* The request:
Rewrite the records below as a Markdown table with the columns "Row" and "Line", numbering each line and leaving out blank lines.

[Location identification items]

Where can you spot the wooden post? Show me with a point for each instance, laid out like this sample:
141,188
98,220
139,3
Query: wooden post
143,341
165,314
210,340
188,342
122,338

* Solved exercise:
| Row | Line |
|---|---|
| 1 | Where can you spot the wooden post? Show me with a point for each instance, laid out like this sample: |
| 2 | 141,188 |
| 3 | 98,220 |
| 4 | 139,3 |
| 5 | Query: wooden post |
| 6 | 143,341 |
| 7 | 165,314 |
| 8 | 210,340 |
| 9 | 188,342 |
| 10 | 122,338 |